------ Trecho
Referências de Murilo e de Melich
Antes de pintar, Guilherme Melich prepara suas telas com uma base. Anterior a isso, no entanto, estão desenhos, esboços em papel, muitos papéis. “É uma forma de ganhar familiaridades com os traços.” Os trabalhos de “Olhar a(r)mado” partiram para a tela entre o final da manhã e o cair do sol. Melich pintava, parava, voltava a fazer desenhos e lia livros sobre os pintores ou poemas de Murilo Mendes. “O que exagero nas pinturas sintetizo no desenho, no qual tento ser o mais solto possível”, diz ele, que durante os seis meses de seu processo procurou mergulhar na obra de cada um sem, com isso, distanciar-se da sua própria. “É muito mais focado no artista, na figura deles. Cada um com seu nome já traz o próprio legado. Os retratos trazem as minhas referências”, confirma, apontando para uma parede com recortes de revista com a imagem do holandês Rembrandt, do escultor francês Auguste Rodin, do pós-impressionista francês Paul Cézanne e uma reprodução de “A leiteira”, do holandês Johannes Vermeer. “Se eu estudasse o trabalho de cada um e trouxesse para dentro da minha pintura não seria verdadeiro. Meu interesse é muito mais explorar a pintura tendo essas pessoas como tema, motivo para pintar. Fiz a pesquisa sobre cada um, mas não posso dizer que isso influenciou meu trabalho, minha paleta.”
------------
------ Dados extraídos
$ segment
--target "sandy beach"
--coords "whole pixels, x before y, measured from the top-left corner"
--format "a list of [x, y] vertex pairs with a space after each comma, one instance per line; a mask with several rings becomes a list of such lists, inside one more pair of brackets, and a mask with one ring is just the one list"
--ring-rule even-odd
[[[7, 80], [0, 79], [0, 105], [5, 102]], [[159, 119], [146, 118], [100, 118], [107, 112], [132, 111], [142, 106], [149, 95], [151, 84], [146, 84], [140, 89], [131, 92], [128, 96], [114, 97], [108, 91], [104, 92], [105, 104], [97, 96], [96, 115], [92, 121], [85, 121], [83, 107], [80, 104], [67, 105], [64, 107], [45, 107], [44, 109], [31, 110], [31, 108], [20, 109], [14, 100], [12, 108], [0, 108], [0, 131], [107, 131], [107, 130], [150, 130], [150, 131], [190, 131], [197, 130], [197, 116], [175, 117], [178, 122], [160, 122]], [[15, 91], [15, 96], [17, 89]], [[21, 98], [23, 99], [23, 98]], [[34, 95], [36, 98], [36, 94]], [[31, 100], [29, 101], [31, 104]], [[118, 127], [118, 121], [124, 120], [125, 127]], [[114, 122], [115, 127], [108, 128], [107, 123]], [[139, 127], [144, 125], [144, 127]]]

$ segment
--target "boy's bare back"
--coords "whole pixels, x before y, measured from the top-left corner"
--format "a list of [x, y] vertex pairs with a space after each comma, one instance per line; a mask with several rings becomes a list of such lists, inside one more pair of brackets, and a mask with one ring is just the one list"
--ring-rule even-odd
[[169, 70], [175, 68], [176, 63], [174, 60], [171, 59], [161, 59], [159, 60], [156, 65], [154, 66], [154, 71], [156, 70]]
------------
------ Dados extraídos
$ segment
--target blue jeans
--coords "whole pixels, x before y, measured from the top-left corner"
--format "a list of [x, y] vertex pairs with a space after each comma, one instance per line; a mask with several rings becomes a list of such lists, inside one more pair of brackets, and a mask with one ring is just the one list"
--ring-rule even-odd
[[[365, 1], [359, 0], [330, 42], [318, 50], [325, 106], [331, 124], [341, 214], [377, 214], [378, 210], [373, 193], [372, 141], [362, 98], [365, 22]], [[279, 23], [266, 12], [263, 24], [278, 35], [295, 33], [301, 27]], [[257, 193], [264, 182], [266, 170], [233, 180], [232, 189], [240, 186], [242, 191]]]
------------
------ Dados extraídos
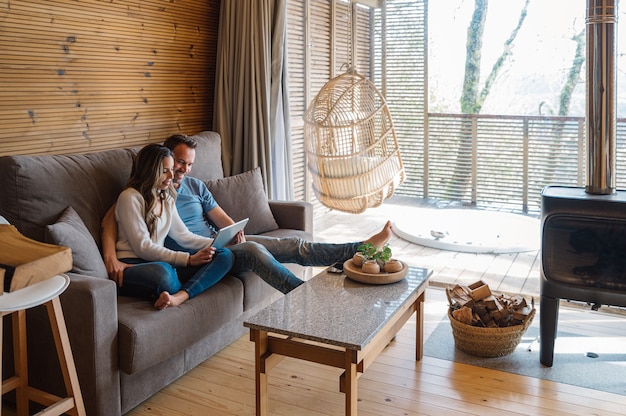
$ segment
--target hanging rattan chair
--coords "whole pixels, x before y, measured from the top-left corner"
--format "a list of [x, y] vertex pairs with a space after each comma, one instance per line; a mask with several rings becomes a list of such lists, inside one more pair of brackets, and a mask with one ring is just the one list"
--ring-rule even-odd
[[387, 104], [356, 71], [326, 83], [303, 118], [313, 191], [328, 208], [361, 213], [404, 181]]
------------
Tarefa – Pode devolver na íntegra, sem mudar nada, o trecho sobre o processo de pintura de Guilherme Melich? Os itens não têm nenhum papel aqui.

Resposta escrita –
Referências de Murilo e de Melich
Antes de pintar, Guilherme Melich prepara suas telas com uma base. Anterior a isso, no entanto, estão desenhos, esboços em papel, muitos papéis. “É uma forma de ganhar familiaridades com os traços.” Os trabalhos de “Olhar a(r)mado” partiram para a tela entre o final da manhã e o cair do sol. Melich pintava, parava, voltava a fazer desenhos e lia livros sobre os pintores ou poemas de Murilo Mendes. “O que exagero nas pinturas sintetizo no desenho, no qual tento ser o mais solto possível”, diz ele, que durante os seis meses de seu processo procurou mergulhar na obra de cada um sem, com isso, distanciar-se da sua própria. “É muito mais focado no artista, na figura deles. Cada um com seu nome já traz o próprio legado. Os retratos trazem as minhas referências”, confirma, apontando para uma parede com recortes de revista com a imagem do holandês Rembrandt, do escultor francês Auguste Rodin, do pós-impressionista francês Paul Cézanne e uma reprodução de “A leiteira”, do holandês Johannes Vermeer. “Se eu estudasse o trabalho de cada um e trouxesse para dentro da minha pintura não seria verdadeiro. Meu interesse é muito mais explorar a pintura tendo essas pessoas como tema, motivo para pintar. Fiz a pesquisa sobre cada um, mas não posso dizer que isso influenciou meu trabalho, minha paleta.”